▸ **Ziel 1**: Welches Wort kommt laut den Morgengedanken in den Glaubensbekenntnissen der christlichen Kirchen kein einziges Mal vor?

*** Seite

Morgengedanken

Sonntag,  6.05 Uhr - 6.08 Uhr, 
Montag bis Samstag, 5.40 Uhr - 5.43 Uhr, 
ORF Regionalradios

 

 


von Pater Josef Garcia-Cascales (Wien)

 

 

Sonntag, 7.11.2010

Nach einer Erzählung vom hl. Hieronymus soll Johannes der Apostel seinen Jüngern gesagt haben (frei übersetzt): „Ja, ich werde euch immer von der Liebe sprechen, auch wenn es euch langweilig werden sollte, denn die Liebe ist die Fülle des christlichen Lebens.“ Die Bibel sagt: „Gott ist Liebe.“ Und Paulus: „Hätte ich die Liebe nicht, so wäre ich nichts.“

Die Schlussfolgerung muss treffend sein: Wenn die Kirche und die Christen Liebe sind, sind sie etwas! Wenn sie nicht Liebe sind, sind sie nichts! Nachdenklich kann es stimmen, dass in den Glaubensbekenntnissen der christlichen Kirchen das Wort Liebe kein einziges Mal vorkommt. Natürlich sind unsere Glaubensbekenntnisse in ihrem Inhalt voll und ganz Liebe. Aber ich hätte mich schon sehr gefreut, wenn das Wort Liebe auch einen würdigen Platz im Credo bekommen hätte.

******

▸ **Ziel 2**: Schreibe die Zeilen der Datensätze genau ab, beginnend mit der Zeile mit „Field-scouting task: mark every instance of the front bumper“ und weiter bis zum Ende der Datensätze.

*** Bereitgestelltes Material

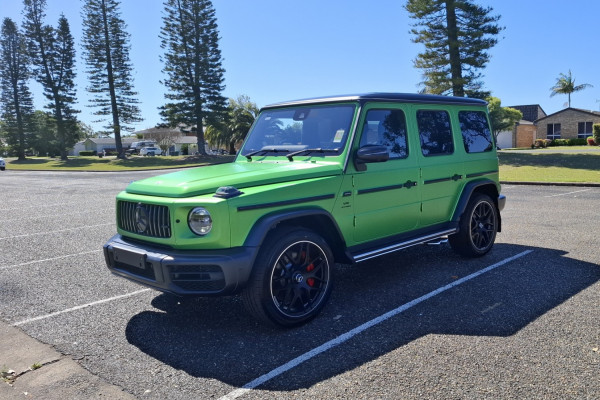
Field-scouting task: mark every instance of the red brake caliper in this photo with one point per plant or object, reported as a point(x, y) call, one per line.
point(310, 281)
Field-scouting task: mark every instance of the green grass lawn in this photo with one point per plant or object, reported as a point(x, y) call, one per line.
point(112, 163)
point(557, 164)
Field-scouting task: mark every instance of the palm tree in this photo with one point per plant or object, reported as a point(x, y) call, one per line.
point(565, 84)
point(237, 121)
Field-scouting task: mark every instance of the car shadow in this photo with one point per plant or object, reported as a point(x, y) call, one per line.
point(214, 337)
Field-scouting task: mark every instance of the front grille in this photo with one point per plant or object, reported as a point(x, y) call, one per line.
point(144, 219)
point(197, 278)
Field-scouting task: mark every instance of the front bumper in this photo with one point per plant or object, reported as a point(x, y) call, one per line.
point(195, 273)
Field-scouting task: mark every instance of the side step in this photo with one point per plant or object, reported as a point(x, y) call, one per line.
point(433, 238)
point(437, 242)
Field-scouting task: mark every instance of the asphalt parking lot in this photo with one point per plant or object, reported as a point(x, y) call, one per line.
point(521, 322)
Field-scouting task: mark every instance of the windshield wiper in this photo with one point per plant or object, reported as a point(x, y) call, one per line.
point(264, 151)
point(308, 151)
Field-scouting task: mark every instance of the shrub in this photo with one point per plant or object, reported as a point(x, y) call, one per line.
point(541, 143)
point(576, 142)
point(558, 142)
point(597, 134)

******

▸ **Vollständige Antwort 1**: Das Wort Liebe.

▸ **Vollständige Antwort 2**:
Field-scouting task: mark every instance of the front bumper in this photo with one point per plant or object, reported as a point(x, y) call, one per line.
point(195, 273)
Field-scouting task: mark every instance of the side step in this photo with one point per plant or object, reported as a point(x, y) call, one per line.
point(433, 238)
point(437, 242)
Field-scouting task: mark every instance of the asphalt parking lot in this photo with one point per plant or object, reported as a point(x, y) call, one per line.
point(521, 322)
Field-scouting task: mark every instance of the windshield wiper in this photo with one point per plant or object, reported as a point(x, y) call, one per line.
point(264, 151)
point(308, 151)
Field-scouting task: mark every instance of the shrub in this photo with one point per plant or object, reported as a point(x, y) call, one per line.
point(541, 143)
point(576, 142)
point(558, 142)
point(597, 134)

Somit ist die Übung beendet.